▶ [EXERCISE INPUT]
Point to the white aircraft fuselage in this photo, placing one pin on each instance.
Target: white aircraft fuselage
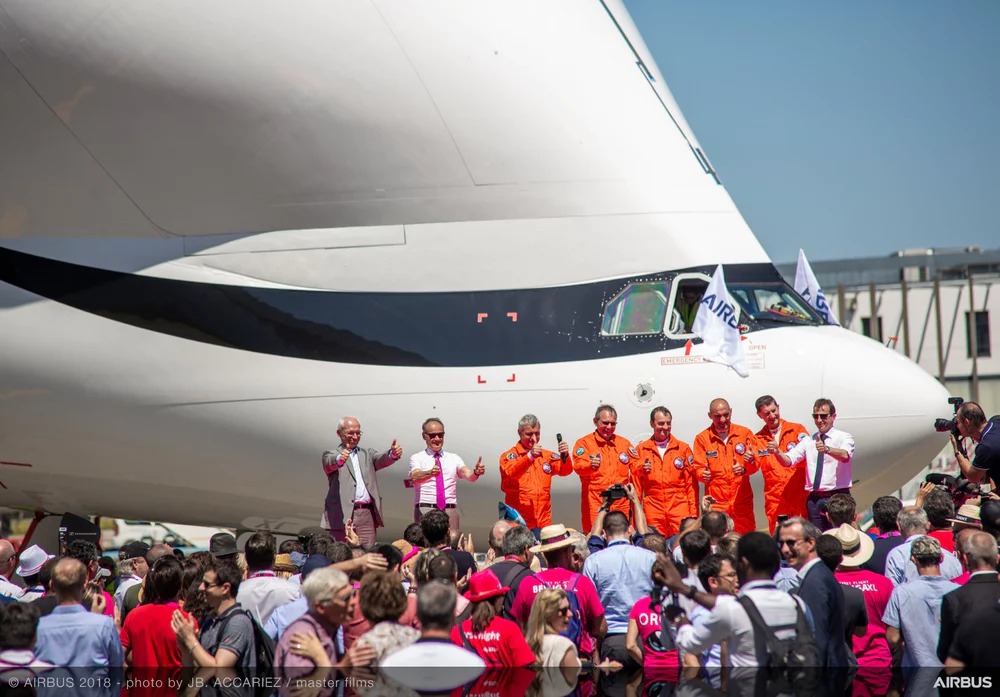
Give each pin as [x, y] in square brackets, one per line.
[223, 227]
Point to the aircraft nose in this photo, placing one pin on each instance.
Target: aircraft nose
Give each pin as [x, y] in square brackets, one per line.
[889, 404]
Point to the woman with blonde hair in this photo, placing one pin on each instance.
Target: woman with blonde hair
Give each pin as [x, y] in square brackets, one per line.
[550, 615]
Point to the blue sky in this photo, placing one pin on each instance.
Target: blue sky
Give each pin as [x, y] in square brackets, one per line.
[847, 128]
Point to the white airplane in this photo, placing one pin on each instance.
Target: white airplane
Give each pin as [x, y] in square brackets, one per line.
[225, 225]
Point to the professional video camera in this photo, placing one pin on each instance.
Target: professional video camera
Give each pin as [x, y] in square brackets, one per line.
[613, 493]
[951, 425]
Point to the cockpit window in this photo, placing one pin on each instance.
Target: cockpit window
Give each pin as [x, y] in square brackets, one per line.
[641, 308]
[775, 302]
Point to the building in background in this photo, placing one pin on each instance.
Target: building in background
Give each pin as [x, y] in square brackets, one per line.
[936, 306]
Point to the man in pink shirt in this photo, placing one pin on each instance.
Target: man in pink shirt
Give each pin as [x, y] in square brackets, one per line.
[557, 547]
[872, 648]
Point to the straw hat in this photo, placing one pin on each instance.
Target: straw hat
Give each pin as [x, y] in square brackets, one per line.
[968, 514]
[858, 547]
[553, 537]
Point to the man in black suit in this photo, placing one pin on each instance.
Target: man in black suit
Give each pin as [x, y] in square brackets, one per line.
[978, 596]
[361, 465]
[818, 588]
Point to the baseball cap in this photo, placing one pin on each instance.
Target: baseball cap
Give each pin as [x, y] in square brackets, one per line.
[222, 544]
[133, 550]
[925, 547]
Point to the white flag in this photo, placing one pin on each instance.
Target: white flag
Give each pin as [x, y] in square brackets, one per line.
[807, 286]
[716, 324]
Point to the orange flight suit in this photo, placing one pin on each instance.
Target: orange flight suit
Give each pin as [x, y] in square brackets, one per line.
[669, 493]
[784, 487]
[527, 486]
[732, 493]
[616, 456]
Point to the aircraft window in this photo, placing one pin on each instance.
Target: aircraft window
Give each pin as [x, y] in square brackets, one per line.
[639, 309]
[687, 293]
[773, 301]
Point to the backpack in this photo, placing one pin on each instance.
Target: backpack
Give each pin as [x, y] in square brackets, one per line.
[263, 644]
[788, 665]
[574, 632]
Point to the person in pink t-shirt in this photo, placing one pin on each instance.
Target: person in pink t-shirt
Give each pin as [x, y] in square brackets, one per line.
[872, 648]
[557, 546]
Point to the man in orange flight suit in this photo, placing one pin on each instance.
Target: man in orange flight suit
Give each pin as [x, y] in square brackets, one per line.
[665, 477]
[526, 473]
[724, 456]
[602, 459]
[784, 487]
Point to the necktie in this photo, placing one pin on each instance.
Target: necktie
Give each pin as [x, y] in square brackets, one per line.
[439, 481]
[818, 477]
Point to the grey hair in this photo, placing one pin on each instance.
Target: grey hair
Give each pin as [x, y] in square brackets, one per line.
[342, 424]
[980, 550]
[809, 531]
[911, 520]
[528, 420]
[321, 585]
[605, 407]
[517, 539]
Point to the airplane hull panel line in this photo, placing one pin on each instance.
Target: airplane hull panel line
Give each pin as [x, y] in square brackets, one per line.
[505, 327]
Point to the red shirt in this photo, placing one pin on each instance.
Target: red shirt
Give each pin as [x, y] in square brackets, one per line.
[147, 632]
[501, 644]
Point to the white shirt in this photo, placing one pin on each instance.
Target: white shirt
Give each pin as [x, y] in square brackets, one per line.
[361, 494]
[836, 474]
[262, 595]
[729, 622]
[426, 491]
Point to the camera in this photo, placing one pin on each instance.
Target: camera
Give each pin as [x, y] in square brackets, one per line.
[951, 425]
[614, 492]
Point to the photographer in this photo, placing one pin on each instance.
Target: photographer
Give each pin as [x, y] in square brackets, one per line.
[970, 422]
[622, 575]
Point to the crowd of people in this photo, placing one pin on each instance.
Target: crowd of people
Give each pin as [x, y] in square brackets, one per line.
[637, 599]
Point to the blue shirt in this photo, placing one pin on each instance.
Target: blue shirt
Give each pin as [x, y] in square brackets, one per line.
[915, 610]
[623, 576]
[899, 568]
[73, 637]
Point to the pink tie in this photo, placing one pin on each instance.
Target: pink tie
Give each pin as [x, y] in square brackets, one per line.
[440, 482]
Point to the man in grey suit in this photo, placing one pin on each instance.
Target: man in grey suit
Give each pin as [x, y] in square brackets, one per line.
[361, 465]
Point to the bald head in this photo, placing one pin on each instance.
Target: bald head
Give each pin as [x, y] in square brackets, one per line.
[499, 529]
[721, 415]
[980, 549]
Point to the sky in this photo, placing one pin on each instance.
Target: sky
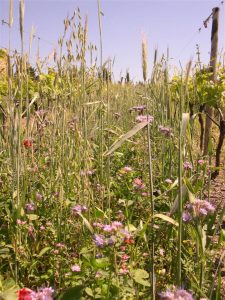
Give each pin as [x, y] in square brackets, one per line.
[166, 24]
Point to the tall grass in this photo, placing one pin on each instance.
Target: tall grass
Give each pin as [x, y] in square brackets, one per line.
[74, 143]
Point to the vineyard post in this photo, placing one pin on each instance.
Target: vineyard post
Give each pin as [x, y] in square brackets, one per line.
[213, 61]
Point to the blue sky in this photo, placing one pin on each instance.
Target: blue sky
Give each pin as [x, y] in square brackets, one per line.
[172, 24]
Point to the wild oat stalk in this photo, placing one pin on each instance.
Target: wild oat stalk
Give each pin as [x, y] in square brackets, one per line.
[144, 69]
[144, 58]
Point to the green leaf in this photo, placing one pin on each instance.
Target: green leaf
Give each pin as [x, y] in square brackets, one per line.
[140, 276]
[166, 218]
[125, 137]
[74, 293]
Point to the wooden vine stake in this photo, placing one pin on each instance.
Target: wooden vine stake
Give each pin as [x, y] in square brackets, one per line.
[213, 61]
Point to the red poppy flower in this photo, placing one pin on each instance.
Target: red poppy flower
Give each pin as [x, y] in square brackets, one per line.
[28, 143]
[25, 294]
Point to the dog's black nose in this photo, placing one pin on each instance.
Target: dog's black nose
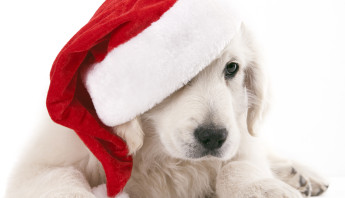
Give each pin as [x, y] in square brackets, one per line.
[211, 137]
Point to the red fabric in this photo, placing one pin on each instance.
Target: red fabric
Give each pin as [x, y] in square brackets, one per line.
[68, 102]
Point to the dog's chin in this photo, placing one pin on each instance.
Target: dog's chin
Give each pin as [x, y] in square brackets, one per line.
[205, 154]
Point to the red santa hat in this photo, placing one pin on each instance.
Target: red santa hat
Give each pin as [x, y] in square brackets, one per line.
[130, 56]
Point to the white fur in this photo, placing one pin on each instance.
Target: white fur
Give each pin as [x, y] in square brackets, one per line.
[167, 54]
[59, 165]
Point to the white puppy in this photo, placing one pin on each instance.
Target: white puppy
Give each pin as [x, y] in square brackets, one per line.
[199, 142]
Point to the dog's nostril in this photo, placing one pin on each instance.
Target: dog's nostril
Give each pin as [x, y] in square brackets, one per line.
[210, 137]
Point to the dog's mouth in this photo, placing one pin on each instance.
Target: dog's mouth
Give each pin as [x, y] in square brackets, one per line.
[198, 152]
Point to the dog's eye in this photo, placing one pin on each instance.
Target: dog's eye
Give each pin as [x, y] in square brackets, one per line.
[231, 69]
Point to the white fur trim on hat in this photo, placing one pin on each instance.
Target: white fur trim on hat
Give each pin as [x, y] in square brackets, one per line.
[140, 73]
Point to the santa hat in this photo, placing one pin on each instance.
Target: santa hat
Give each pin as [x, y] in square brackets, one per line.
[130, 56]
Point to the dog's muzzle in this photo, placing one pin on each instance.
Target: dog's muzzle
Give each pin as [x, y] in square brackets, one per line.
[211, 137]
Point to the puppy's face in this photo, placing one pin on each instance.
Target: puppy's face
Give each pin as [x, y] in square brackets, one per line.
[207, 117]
* * *
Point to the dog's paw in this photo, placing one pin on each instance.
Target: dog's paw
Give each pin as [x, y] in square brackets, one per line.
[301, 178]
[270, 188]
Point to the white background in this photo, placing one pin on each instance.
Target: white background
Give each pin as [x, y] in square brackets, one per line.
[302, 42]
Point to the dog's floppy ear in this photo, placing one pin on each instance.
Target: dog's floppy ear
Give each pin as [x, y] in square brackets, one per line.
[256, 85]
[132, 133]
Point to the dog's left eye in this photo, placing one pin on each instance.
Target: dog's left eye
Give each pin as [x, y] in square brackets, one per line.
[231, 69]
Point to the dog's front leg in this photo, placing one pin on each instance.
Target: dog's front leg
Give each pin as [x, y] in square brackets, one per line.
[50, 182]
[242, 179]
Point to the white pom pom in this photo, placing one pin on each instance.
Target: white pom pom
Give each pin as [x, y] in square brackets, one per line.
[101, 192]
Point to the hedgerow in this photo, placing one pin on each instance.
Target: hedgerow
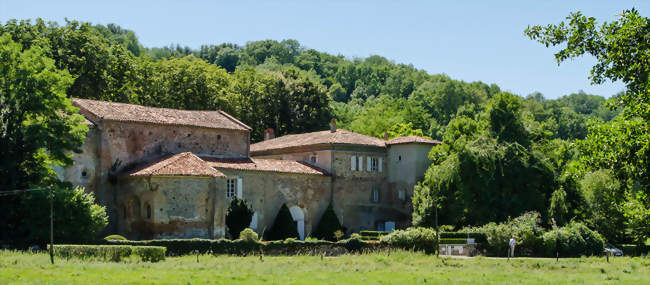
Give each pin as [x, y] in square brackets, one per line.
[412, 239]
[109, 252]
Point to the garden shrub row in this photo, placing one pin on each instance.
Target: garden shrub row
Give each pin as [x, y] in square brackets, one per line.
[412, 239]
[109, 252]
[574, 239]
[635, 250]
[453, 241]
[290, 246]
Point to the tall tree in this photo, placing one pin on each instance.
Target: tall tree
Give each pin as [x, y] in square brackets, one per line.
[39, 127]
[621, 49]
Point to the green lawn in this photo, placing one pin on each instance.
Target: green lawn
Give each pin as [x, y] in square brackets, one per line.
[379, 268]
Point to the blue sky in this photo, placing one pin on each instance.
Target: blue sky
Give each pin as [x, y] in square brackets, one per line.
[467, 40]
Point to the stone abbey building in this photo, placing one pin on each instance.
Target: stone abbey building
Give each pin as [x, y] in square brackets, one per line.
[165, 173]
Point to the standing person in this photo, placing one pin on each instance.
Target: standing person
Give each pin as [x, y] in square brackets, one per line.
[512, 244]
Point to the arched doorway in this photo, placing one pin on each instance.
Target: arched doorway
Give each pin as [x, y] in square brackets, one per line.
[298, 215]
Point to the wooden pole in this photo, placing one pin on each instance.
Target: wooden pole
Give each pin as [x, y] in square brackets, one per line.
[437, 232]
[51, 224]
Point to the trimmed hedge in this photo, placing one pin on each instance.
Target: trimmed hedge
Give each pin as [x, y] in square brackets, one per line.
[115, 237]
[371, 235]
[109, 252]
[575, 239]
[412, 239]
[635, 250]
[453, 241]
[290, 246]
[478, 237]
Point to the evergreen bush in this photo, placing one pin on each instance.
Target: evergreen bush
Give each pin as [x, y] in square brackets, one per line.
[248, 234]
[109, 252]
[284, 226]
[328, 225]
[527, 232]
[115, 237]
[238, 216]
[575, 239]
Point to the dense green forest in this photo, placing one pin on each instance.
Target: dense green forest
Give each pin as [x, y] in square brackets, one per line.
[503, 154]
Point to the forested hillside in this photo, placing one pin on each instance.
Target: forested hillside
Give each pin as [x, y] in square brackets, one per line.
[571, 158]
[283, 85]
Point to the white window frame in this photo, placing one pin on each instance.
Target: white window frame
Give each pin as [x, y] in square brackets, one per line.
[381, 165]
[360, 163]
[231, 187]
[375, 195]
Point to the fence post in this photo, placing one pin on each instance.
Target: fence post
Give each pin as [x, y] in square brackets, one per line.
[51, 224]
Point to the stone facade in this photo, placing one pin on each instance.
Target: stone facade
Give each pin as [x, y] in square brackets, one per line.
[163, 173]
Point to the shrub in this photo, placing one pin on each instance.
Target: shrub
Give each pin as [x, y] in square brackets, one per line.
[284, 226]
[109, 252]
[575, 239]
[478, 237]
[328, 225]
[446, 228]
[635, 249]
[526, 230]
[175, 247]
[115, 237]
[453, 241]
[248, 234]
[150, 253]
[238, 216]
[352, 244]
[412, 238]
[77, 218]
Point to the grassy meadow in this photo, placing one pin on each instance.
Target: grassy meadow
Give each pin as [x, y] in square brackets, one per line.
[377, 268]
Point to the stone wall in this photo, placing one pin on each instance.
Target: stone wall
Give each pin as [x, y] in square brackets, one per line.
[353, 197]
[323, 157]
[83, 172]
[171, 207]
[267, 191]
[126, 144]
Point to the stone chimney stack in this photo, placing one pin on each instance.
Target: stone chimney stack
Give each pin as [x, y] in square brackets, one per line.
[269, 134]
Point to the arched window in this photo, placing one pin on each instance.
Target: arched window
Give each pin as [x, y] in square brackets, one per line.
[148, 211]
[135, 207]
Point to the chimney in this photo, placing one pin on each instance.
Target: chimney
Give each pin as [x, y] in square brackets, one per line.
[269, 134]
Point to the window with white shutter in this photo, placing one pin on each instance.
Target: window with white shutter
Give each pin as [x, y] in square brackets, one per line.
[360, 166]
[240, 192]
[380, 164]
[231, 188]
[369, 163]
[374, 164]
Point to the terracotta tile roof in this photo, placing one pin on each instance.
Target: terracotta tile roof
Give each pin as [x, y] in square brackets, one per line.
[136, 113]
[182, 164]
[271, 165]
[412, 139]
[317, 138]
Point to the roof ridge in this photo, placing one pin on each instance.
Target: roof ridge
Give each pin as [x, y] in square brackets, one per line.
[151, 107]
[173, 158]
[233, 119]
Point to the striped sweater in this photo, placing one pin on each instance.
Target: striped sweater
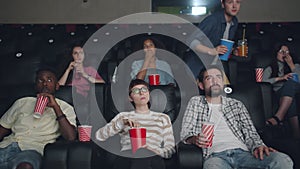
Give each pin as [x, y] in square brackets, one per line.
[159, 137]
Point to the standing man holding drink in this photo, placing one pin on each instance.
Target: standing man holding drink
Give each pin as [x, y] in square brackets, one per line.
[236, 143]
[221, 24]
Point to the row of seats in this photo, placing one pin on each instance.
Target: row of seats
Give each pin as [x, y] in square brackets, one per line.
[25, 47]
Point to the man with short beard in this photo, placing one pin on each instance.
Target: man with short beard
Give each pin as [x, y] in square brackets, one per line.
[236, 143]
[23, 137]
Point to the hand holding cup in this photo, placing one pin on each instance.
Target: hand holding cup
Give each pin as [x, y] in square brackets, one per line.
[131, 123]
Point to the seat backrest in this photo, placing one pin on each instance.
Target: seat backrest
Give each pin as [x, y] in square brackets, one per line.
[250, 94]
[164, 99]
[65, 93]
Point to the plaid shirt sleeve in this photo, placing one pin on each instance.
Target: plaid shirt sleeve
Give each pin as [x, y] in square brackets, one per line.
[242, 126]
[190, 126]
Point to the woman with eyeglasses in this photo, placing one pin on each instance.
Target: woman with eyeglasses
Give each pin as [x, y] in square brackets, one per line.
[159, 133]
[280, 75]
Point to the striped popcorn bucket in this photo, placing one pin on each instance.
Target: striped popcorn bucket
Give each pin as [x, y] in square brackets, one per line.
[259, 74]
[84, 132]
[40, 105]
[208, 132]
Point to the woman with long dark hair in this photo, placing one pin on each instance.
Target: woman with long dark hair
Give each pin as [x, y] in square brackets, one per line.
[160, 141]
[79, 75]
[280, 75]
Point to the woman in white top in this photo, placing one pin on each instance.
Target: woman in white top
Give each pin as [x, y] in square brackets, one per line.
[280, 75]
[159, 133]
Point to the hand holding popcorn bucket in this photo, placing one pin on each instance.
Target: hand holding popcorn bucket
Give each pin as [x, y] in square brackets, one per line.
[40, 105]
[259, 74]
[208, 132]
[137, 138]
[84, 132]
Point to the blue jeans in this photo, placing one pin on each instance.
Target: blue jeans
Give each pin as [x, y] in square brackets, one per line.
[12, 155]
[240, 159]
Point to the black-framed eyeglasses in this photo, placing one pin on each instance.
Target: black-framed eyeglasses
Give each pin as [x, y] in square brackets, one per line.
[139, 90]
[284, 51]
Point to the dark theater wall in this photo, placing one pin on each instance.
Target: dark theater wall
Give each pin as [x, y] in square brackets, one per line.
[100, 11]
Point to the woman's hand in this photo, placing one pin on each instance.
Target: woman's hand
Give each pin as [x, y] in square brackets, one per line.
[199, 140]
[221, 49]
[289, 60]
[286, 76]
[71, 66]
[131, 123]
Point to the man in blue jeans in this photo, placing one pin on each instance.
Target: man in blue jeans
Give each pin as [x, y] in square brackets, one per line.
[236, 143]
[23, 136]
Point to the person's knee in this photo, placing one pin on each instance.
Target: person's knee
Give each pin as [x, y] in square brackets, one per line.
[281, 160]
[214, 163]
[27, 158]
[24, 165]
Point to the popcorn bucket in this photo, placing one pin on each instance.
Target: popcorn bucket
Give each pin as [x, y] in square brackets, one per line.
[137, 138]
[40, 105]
---
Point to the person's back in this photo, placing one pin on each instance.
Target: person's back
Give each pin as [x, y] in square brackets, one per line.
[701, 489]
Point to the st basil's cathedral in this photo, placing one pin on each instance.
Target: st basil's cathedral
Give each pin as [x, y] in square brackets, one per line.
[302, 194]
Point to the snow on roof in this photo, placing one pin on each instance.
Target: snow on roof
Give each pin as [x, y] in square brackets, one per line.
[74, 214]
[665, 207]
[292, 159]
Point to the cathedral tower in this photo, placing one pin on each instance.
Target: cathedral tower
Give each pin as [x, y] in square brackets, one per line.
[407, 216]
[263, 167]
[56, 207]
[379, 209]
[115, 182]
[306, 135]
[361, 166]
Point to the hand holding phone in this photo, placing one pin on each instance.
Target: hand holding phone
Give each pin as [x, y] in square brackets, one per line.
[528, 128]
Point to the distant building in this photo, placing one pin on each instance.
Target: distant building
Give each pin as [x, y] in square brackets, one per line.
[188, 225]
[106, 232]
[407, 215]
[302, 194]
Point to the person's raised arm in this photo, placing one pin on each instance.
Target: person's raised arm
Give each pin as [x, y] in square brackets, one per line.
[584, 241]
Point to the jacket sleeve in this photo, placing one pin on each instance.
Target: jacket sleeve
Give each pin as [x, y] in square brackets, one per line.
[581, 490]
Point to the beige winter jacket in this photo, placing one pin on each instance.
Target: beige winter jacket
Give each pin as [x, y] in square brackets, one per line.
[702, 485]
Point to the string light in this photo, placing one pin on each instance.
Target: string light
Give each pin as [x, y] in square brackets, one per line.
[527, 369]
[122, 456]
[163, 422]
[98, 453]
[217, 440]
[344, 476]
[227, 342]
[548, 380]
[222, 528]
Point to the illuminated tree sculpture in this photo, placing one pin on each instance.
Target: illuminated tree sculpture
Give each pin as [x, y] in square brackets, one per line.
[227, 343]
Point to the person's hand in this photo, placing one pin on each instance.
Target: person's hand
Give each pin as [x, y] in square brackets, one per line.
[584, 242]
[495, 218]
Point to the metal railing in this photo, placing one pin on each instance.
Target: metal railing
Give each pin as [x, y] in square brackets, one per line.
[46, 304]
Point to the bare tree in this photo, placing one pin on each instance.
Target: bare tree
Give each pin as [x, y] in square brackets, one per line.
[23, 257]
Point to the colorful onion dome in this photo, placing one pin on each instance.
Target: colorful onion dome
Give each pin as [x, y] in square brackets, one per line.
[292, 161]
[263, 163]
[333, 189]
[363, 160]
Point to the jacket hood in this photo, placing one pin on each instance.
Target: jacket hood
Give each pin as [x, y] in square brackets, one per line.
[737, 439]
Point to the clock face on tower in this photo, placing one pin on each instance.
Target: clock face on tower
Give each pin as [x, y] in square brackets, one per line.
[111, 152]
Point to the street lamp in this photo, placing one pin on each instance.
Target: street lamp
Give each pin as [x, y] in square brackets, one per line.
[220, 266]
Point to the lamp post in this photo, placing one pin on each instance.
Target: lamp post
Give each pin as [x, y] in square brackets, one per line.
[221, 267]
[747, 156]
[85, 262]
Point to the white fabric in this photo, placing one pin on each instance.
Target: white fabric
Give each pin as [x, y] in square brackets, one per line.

▶ [WHAT YOU SHOULD DO]
Show all lines above containing "pink".

▶ [ANSWER TO THIS TASK]
Point to the man in pink shirt in this photo, placing one pin on each instance.
Target: man in pink shirt
Point to the person in pink t-shirt in this photo, placing one pin on each instance.
Target: person in pink t-shirt
Point to the pink tie in this photo, placing one pin on each instance.
Target: pink tie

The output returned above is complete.